### WHAT IS EXPECTED
Print the stretch of entries from the line containing "Above you see an image. Please scan it for orange" through the end of the entries, both ends included, reproducing each line exactly.

### MATERIAL PROVIDED
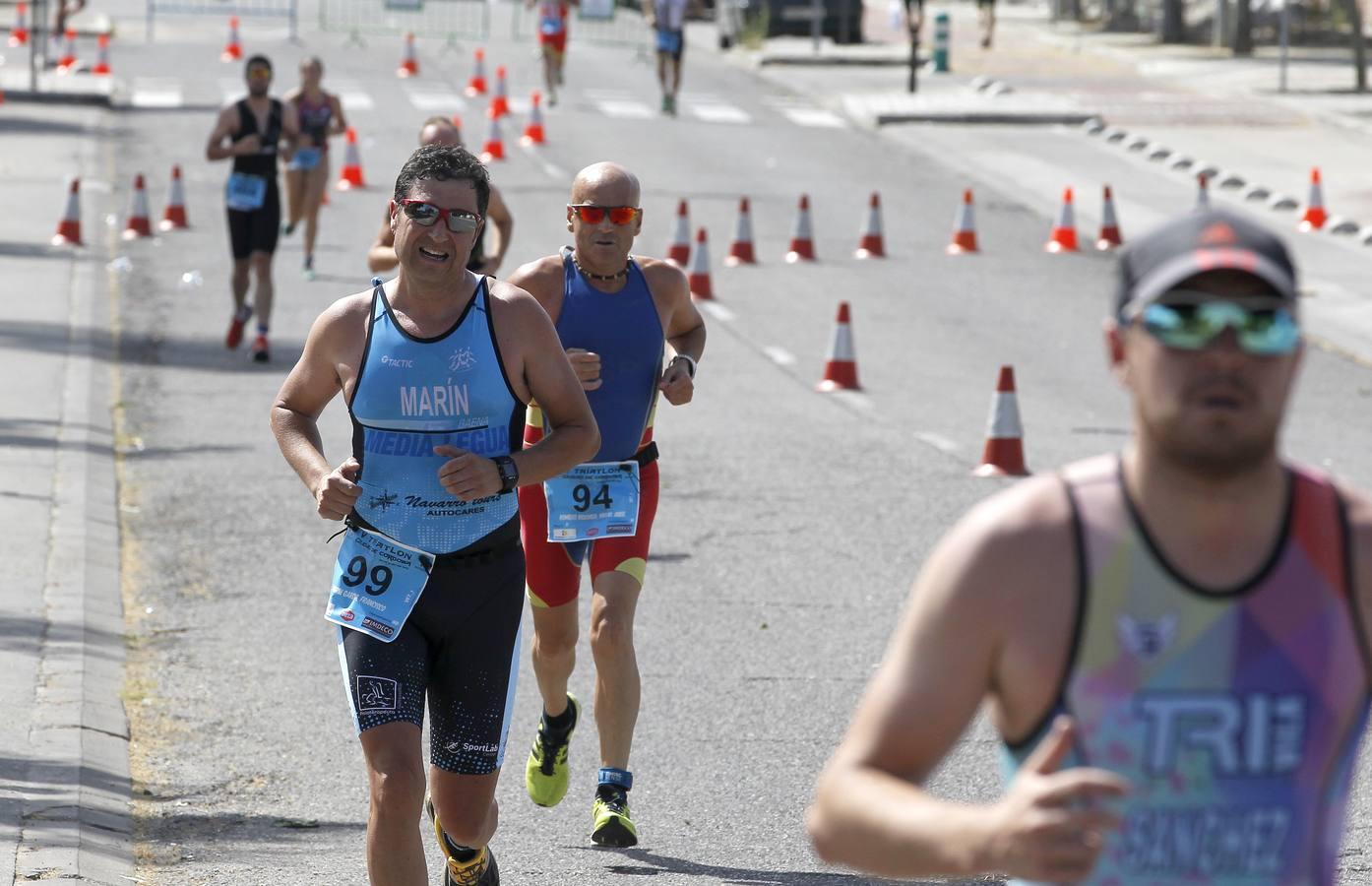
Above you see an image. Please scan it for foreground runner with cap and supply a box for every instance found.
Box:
[272,146,599,886]
[809,212,1372,886]
[511,163,706,847]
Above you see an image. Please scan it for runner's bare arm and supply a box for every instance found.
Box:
[366,203,401,275]
[808,478,1125,882]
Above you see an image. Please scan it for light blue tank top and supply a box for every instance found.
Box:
[348,279,525,554]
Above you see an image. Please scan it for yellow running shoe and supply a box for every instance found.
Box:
[592,785,638,848]
[525,693,582,806]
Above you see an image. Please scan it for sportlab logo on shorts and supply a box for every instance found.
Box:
[356,673,401,713]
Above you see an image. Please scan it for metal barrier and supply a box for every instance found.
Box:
[149,0,296,42]
[511,0,654,58]
[320,0,491,48]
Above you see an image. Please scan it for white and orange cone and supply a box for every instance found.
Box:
[666,200,690,268]
[520,90,544,146]
[123,173,153,240]
[971,366,1029,477]
[815,302,861,394]
[52,178,81,245]
[947,188,978,255]
[10,3,29,46]
[1042,188,1079,252]
[481,115,505,163]
[724,198,757,268]
[686,227,715,299]
[219,15,243,62]
[1301,167,1330,230]
[1096,185,1124,250]
[786,193,815,263]
[334,126,366,191]
[853,191,887,258]
[395,32,420,77]
[467,48,485,97]
[157,166,191,230]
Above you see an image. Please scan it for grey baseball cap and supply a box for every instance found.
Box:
[1115,209,1298,317]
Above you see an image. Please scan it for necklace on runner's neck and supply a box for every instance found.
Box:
[572,252,628,282]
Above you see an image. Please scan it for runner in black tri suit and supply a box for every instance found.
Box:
[205,55,300,363]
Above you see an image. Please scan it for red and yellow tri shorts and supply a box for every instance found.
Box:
[519,461,658,607]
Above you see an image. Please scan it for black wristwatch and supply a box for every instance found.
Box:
[491,456,519,495]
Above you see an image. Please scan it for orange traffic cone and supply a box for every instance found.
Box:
[518,90,543,146]
[1096,185,1124,250]
[58,28,77,74]
[666,200,690,268]
[10,3,29,46]
[123,173,153,240]
[1301,167,1330,230]
[91,34,110,77]
[487,64,511,116]
[219,15,243,62]
[334,126,366,191]
[786,193,815,263]
[52,178,81,245]
[686,227,715,299]
[853,191,887,258]
[724,198,757,268]
[395,32,420,77]
[467,49,485,96]
[1042,188,1077,252]
[815,302,861,394]
[947,188,977,255]
[971,366,1029,477]
[157,166,191,230]
[481,115,505,163]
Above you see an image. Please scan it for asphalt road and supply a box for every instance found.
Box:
[19,5,1372,886]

### RESPONSE TO THIS TASK
Above you see an image. Please scan it for orange traffic cone and supply a box for every instance found.
Box:
[518,90,543,146]
[1096,185,1124,250]
[58,28,77,74]
[666,200,690,268]
[10,3,29,46]
[123,173,153,240]
[1301,167,1330,230]
[91,34,110,77]
[487,64,511,116]
[219,15,243,62]
[334,126,366,191]
[786,193,815,263]
[52,178,81,245]
[686,227,715,299]
[853,191,887,258]
[724,198,757,268]
[395,32,420,77]
[467,49,485,96]
[1042,188,1077,252]
[815,302,861,394]
[947,188,977,255]
[971,366,1029,477]
[157,166,191,230]
[481,115,505,163]
Above you see an image. Please scan it for asphalt road and supply a box for every instance found.
Box:
[19,5,1372,886]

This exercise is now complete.